===== Selected text

Close-up of a white humanoid robot with a glossy black faceplate against a dark background.

IPO CLUB Humanoids Investment Analysis

How to make money and not lose money in robotics, with analysis of the "Picks & Shovels" of the supply chain and the shift to the RaaS (Robots-as-a-Service) financing model.

November 2025. Our opinions are in blue.

“It’s a lousy business. We’re earning sub-standard returns…’ And he knew that … a better machine … would all go to the benefit of the buyers … Nothing was going to stick to our ribs as owners.” Charlie Munger, SoCal Business School, 1984.

Humanoids are a big investment opportunity in venture investing.

Recent humanoid robot market studies project growth from roughly USD 2.9B in 2025 to around USD 15B by 2030 at ~39% CAGR, with demand from healthcare, personal assistance, manufacturing, logistics, and retail. (Source:MarketsandMarkets)

Independent analysis focuses on where profit actually accrues—arguing that today’s obviousness of the theme makes stock‑picking treacherous and that value may concentrate in specific layers (AI, hardware modules, and key application niches) rather than generalized platforms. (Source: Delphi Intelligence’s “Humanoids: Sizing the Profit Pools”)

iCapital’s humanoid note tracks private‑deal momentum and points out that “humanoids” funding in 1H 2025 already exceeded the entire 2010–2024 period, with $3.1B across 60+ deals, highlighting clear acceleration and crowding risk.

Crunchbase and similar data providers have done 2024 “Year of the Humanoid Robot” retrospectives that summarize deal volumes and showcase flagship raises (e.g., Figure’s large Series B, Physical Intelligence, Collaborative Robotics, etc.)

Regional Insights

  • The current ecosystem is Asia-dominated, especially China, with ~73% of involved companies and 77% of integrators based in Asia.

  • Chinese firms benefit from supply chain depth, supportive local adoption, and government policies, raising questions about future Western market positioning.

1. Business case: Reshoring, Demographics, Falling unit costs are the key drivers of the industry.

Infographic of humanoid robot adoption: near term (2025–2030) factory/logistics, mid term (2031–2035) services, long term (2036+) broad society; projected installs ~1M by 2030, ~25M by 2035, ~800M by 2050.

While still nascent today with fewer than 10,000 humanoids globally, these robots are already being tested and deployed in factories. From this small base, adoption is expected to scale materially, with the global install base projected to reach as many as 800 million humanoids by 2050.

Aging demographics, tightening labor markets, and the push to reshore manufacturing are driving demand, while advances in hardware, software, and falling unit costs are setting the stage for wider adoption.

The sales estimates range between the 800 million (Picture 1 - Source: iCapital Market Pulse Aug 2025), to 1 billion below, by 2050 (Picture 2 - Source: Polar Capital Investment Insights October 2025)

Chart of cumulative humanoid units rising to 1B by 2050; pies show mix shifting from industrial-dominant in 2030 to larger services/household shares by 2050.

In our opinion these projections are too optimistic, if you consider that based on the UN projection, a reasonable estimate for the population of developed countries in 2050 is ~1.2 billion people. We strongly believe that in the next 25 years this technology will be limited to adoption in developed countries due to financing constraints. (Source: IPO CLUB Research. We cover the robotics market for America 2030)

==========
===== Material supplied

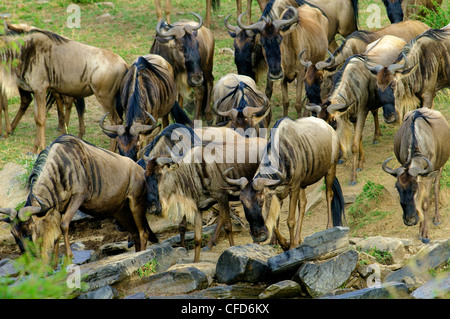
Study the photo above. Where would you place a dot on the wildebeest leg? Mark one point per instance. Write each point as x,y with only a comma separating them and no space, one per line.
182,229
269,88
285,97
293,198
357,151
75,202
61,114
329,179
301,213
377,133
437,187
422,210
40,112
197,235
25,99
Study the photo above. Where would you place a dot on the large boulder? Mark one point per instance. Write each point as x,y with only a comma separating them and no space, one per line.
320,278
247,263
321,245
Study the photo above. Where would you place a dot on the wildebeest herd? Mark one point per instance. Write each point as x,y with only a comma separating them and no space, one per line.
185,169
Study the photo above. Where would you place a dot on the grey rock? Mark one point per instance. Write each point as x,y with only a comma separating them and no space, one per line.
321,245
394,246
245,263
415,273
181,280
320,278
282,289
83,256
384,291
105,292
438,287
113,269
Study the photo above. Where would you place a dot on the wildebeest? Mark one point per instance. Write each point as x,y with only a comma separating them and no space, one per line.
148,92
299,154
282,41
389,47
71,174
189,48
196,183
352,98
425,71
400,10
318,79
421,146
239,104
50,62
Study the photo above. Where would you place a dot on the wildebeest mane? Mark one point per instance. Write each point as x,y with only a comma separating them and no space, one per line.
137,88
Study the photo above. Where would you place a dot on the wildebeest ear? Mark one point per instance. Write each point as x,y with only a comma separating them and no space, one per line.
232,34
164,40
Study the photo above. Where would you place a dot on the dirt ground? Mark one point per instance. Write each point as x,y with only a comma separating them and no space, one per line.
96,233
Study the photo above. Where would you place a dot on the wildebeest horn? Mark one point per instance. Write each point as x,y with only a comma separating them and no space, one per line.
286,22
250,110
420,171
11,212
323,64
189,29
137,129
258,26
230,27
396,67
313,108
230,113
176,32
374,69
387,169
241,182
306,64
114,129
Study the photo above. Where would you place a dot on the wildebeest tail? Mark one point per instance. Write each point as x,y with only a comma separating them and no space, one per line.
216,5
180,116
337,204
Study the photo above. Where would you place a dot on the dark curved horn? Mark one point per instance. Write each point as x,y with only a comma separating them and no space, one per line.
306,64
198,26
177,32
421,171
114,129
397,67
387,169
323,64
241,182
313,108
282,22
11,212
258,26
137,129
250,110
230,27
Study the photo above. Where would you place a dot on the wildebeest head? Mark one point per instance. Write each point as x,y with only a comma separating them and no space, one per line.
385,86
245,48
314,77
394,10
129,138
252,197
185,46
36,224
271,35
155,169
408,187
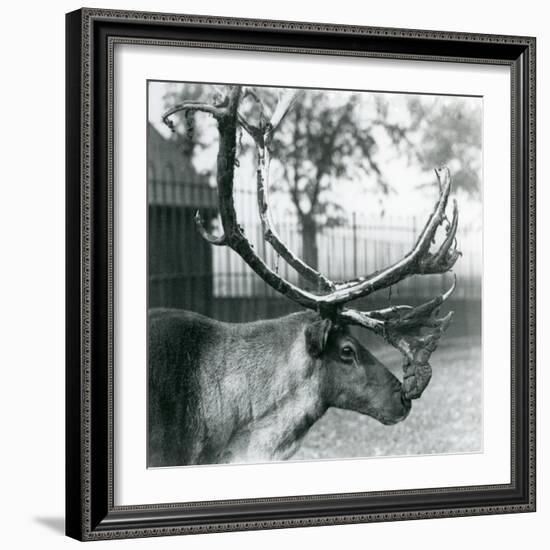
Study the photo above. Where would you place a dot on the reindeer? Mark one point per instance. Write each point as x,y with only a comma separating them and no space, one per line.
223,392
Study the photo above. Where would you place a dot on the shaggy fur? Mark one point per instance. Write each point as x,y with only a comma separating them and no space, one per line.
221,392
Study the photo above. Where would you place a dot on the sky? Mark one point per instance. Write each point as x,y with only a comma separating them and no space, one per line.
402,175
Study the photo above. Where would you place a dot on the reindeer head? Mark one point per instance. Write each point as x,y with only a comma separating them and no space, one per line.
414,331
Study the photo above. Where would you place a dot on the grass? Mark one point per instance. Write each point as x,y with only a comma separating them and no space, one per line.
446,419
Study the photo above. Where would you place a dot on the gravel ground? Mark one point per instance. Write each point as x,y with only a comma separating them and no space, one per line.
446,419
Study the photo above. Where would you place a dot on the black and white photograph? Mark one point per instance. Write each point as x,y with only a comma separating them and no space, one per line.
314,274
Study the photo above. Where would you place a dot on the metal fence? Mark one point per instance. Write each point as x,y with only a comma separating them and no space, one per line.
184,271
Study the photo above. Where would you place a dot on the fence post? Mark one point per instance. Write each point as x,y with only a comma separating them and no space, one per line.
354,221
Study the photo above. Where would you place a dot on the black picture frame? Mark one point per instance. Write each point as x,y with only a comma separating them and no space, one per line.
90,512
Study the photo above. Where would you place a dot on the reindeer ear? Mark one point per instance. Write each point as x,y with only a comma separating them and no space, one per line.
317,334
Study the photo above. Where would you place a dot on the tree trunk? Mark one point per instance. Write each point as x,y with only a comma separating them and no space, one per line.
310,253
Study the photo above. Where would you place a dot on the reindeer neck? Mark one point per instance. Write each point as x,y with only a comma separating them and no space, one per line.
281,398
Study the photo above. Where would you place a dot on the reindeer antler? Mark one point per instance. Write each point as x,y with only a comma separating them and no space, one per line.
414,331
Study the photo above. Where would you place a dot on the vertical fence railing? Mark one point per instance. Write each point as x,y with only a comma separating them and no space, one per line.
184,271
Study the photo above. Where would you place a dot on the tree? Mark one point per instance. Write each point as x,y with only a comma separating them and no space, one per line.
449,132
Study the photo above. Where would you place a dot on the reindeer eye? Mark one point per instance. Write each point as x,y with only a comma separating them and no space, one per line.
347,353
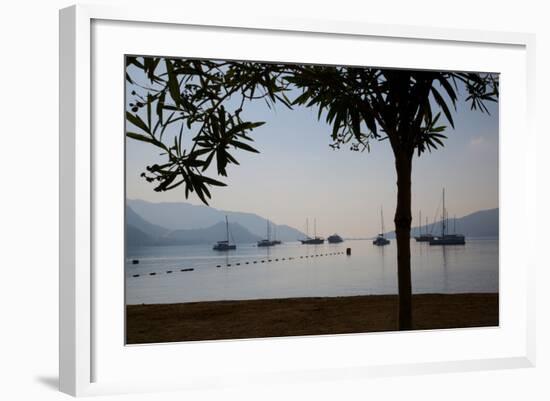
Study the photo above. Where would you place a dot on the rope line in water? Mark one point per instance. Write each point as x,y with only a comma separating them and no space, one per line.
190,269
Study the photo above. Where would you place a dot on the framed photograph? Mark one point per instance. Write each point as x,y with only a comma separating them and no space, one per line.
280,200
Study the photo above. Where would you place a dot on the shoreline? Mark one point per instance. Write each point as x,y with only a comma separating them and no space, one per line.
281,317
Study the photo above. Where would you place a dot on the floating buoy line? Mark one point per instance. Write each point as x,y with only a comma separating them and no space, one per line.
190,269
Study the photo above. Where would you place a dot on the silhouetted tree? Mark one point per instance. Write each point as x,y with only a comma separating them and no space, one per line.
205,99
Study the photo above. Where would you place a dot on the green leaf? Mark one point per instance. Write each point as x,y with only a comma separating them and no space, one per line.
137,121
173,85
140,137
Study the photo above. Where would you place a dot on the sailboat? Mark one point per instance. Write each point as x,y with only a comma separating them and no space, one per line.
267,241
381,240
224,245
444,238
335,239
315,240
426,236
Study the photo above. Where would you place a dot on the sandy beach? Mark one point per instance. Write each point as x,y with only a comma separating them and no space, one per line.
303,316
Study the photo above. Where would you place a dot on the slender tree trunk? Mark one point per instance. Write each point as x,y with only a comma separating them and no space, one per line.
403,218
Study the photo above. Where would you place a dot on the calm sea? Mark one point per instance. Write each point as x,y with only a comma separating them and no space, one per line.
369,270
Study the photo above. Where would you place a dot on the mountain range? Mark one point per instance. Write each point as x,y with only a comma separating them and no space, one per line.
484,223
150,223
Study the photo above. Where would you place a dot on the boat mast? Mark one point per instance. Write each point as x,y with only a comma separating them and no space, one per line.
382,219
314,227
226,229
443,217
454,224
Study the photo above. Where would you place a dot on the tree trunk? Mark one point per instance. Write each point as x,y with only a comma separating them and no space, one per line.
403,218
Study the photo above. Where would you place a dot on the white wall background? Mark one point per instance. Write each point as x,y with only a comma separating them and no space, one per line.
29,200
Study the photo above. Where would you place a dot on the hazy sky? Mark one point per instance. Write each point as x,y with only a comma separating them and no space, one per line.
297,174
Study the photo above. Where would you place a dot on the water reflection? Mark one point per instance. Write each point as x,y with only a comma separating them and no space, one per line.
295,271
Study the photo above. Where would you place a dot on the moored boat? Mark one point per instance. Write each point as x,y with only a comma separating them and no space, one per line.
315,240
224,245
444,238
381,240
334,239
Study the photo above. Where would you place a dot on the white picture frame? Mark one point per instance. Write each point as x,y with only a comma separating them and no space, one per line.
84,342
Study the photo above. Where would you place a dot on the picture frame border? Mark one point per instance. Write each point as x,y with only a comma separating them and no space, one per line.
76,208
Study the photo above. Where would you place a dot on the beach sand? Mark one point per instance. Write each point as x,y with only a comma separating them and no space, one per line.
303,316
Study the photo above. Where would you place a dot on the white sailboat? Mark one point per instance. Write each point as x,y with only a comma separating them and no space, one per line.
381,240
224,245
444,238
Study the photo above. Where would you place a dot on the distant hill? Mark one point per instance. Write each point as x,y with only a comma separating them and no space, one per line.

==========

### Task instructions
1. Using the humanoid investment analysis, say whether each statement agrees with it, answering yes or no and quoting the words that decide it: (a) Humanoid funding in the first half of 2025 was greater than in all of 2010–2024. (b) About 73% of integrators are based in Asia. (c) There are currently fewer than 10,000 humanoids worldwide.
2. Duplicate the humanoid investment analysis word for word, from "iCapital’s humanoid note" up to and including "Western market positioning.".
The data has no role in this work.

### Outputs
1.
(a) Yes: "“humanoids” funding in 1H 2025 already exceeded the entire 2010–2024 period"
(b) No: "~73% of involved companies and 77% of integrators based in Asia"
(c) Yes: "fewer than 10,000 humanoids globally"

2.
iCapital’s humanoid note tracks private‑deal momentum and points out that “humanoids” funding in 1H 2025 already exceeded the entire 2010–2024 period, with $3.1B across 60+ deals, highlighting clear acceleration and crowding risk.

Crunchbase and similar data providers have done 2024 “Year of the Humanoid Robot” retrospectives that summarize deal volumes and showcase flagship raises (e.g., Figure’s large Series B, Physical Intelligence, Collaborative Robotics, etc.)

Regional Insights

  • The current ecosystem is Asia-dominated, especially China, with ~73% of involved companies and 77% of integrators based in Asia.

  • Chinese firms benefit from supply chain depth, supportive local adoption, and government policies, raising questions about future Western market positioning.